WORK TO BE COMPLETED:
Answer these questions using the mailing list reply about the ipc/sem.c patch:
(a) Which header file does the diff change?
(b) What field does the diff add to struct sem_array, and what comment accompanies it?
(c) What does the reply ask about that added field?

SOURCE DOCUMENT:
········
Re: [PATCH 1/2] ipc/sem.c: Fix complex_count vs. simple op race

Davidlohr Bueso <dave@xxxxxxxxxxxx> · Mon, 20 Jun 2016 17:30:15 -0700

On Sat, 18 Jun 2016, Manfred Spraul wrote:

diff --git a/include/linux/sem.h b/include/linux/sem.h
index 976ce3a..d0efd6e 100644
--- a/include/linux/sem.h
+++ b/include/linux/sem.h
@@ -21,6 +21,7 @@ struct sem_array {
	struct list_head	list_id;	/* undo requests on this array */
	int			sem_nsems;	/* no. of semaphores in array */
	int			complex_count;	/* pending complex operations */

I see this patch also takes care of complex_count needing READ/WRITE_ONCE
as you change that to always be done with the big sem_perm lock.

+	bool			complex_mode;	/* no parallel simple ops */

But I'm wondering about races with this one. Doesn't complex_mode need
acquire/release semantics?
········
[Items from a dataset]
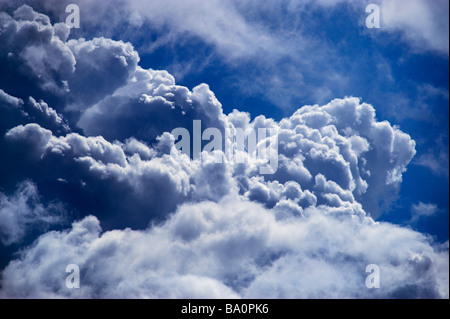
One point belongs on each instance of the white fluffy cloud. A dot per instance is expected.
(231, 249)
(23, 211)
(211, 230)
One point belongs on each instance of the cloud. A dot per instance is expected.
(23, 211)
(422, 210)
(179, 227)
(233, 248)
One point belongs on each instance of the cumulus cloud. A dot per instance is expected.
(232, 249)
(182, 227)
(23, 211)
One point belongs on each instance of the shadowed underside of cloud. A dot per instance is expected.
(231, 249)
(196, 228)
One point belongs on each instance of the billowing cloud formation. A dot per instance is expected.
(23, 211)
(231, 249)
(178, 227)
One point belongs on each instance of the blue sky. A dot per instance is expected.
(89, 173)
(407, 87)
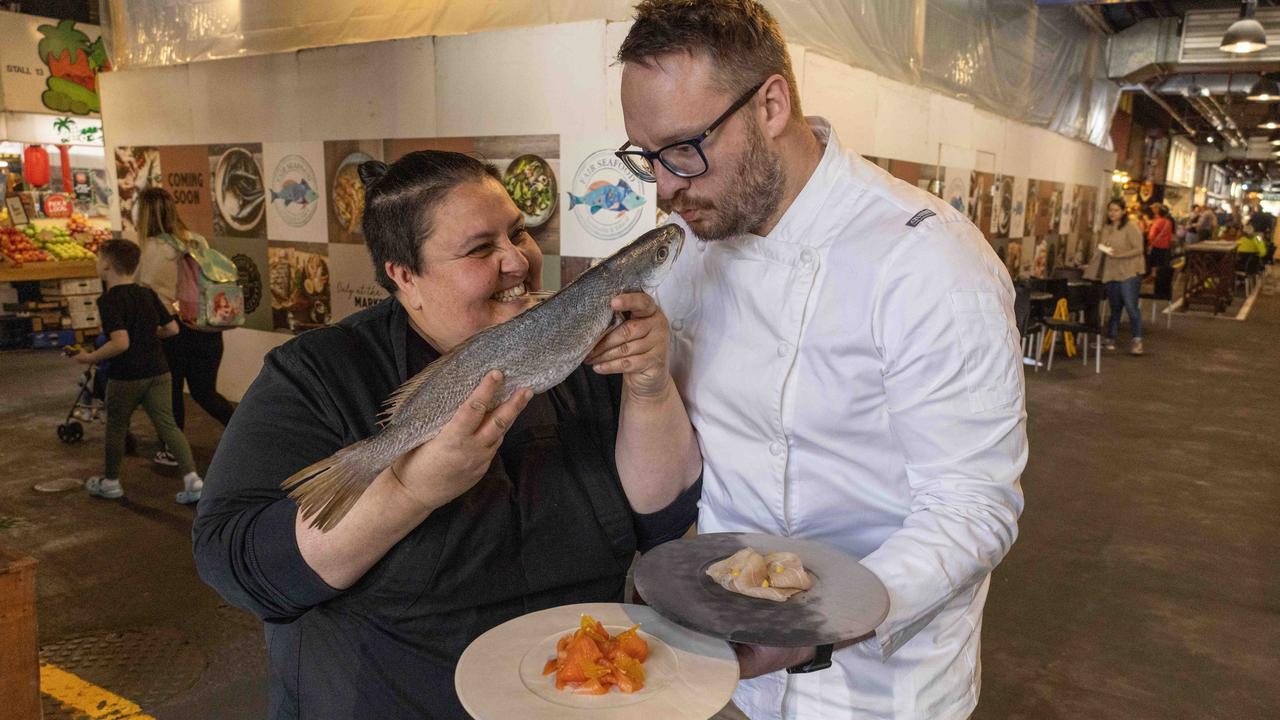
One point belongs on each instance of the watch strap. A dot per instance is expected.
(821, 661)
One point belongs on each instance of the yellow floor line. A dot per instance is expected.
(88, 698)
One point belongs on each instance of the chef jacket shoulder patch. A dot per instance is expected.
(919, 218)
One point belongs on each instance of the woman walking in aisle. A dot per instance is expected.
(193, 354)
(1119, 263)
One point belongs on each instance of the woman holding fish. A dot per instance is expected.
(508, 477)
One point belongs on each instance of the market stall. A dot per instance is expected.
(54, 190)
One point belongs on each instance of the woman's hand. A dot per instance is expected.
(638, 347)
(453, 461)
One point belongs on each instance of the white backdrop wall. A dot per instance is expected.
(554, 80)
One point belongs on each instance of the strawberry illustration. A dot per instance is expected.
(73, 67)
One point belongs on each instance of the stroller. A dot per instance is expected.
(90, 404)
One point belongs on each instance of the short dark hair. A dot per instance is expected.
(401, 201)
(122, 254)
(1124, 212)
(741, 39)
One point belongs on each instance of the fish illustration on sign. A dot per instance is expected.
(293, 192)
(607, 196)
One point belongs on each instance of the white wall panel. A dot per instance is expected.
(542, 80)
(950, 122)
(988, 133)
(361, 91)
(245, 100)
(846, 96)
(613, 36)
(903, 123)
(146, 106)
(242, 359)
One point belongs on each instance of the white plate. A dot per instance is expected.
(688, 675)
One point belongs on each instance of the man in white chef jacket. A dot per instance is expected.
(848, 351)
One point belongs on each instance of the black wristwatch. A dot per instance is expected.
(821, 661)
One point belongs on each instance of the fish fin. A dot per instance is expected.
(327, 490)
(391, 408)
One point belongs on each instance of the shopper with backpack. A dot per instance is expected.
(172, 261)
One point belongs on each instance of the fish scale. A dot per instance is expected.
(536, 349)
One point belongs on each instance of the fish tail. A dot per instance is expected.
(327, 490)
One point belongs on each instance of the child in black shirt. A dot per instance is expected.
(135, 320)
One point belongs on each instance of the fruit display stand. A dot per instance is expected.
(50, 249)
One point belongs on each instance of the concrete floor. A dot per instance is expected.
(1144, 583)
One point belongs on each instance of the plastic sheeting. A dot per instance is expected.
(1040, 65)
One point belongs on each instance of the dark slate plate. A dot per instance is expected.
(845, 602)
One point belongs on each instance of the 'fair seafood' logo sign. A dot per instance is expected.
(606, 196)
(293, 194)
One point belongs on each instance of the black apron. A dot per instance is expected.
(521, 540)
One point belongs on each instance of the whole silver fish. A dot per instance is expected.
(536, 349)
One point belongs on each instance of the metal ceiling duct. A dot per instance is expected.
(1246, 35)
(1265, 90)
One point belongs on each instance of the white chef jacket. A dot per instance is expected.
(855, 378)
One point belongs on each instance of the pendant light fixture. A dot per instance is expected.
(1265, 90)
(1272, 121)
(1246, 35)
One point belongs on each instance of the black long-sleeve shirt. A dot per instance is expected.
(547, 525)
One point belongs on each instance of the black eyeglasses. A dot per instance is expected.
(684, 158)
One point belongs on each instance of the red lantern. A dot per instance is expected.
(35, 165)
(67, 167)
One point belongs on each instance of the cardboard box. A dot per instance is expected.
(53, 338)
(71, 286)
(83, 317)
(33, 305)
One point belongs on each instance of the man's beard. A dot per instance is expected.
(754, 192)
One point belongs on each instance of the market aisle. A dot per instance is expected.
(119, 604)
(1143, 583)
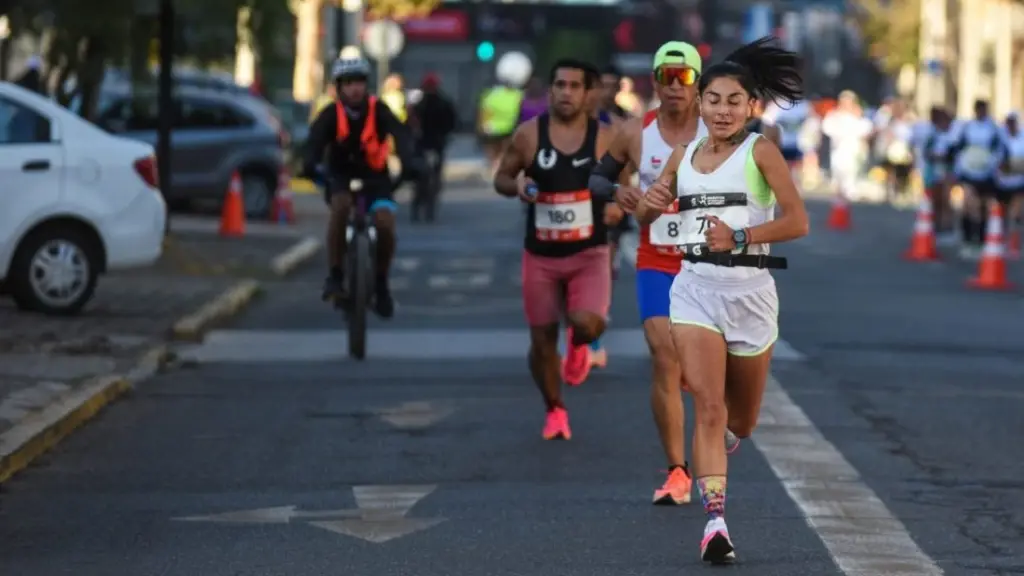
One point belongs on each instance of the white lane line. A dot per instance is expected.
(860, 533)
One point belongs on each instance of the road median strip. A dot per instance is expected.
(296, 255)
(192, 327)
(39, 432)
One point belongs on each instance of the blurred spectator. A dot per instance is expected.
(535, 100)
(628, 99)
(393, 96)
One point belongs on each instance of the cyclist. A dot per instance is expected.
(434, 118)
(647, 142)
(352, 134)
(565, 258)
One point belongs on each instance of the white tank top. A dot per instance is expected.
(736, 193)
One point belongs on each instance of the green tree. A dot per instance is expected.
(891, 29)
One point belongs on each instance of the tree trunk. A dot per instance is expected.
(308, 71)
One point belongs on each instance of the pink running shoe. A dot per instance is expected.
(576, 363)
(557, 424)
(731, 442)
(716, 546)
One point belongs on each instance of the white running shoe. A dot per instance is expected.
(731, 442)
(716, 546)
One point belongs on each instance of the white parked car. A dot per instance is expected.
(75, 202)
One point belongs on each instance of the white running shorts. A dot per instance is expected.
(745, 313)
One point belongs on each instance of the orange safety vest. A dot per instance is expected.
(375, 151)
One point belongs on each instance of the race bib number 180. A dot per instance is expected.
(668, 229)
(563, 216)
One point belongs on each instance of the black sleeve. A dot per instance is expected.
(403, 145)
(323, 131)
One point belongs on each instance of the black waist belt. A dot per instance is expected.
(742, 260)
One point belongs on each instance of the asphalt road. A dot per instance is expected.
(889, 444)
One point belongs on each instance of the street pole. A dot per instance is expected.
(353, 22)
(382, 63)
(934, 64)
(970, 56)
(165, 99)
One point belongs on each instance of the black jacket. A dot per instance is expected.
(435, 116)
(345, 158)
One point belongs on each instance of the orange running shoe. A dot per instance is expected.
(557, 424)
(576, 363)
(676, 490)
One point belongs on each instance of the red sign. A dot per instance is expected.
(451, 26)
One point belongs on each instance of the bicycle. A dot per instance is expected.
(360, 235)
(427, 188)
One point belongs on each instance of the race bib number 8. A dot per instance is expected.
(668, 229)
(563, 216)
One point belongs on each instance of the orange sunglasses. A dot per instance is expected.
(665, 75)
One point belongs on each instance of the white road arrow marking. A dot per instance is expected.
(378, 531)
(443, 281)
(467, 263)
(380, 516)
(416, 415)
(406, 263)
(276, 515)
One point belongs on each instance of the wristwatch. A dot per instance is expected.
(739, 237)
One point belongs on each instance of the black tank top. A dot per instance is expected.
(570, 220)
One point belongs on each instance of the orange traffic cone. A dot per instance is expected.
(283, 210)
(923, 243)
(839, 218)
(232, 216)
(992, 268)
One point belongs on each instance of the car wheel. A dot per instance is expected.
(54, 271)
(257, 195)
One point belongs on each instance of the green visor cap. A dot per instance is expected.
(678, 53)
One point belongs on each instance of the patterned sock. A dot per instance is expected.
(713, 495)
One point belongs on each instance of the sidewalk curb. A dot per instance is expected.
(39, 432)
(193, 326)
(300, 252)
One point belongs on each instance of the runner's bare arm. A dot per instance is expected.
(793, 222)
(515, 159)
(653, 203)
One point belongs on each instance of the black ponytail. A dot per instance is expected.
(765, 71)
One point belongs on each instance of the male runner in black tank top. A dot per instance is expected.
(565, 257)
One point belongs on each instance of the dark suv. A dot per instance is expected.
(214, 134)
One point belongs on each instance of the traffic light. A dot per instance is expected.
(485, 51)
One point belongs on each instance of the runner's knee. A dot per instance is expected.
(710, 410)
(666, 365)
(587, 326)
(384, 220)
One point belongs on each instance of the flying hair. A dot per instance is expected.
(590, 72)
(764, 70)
········
THE SOLUTION:
(a) include/linux/sem.h
(b) A bool named complex_mode, with the comment "no parallel simple ops".
(c) Whether complex_mode needs acquire/release semantics.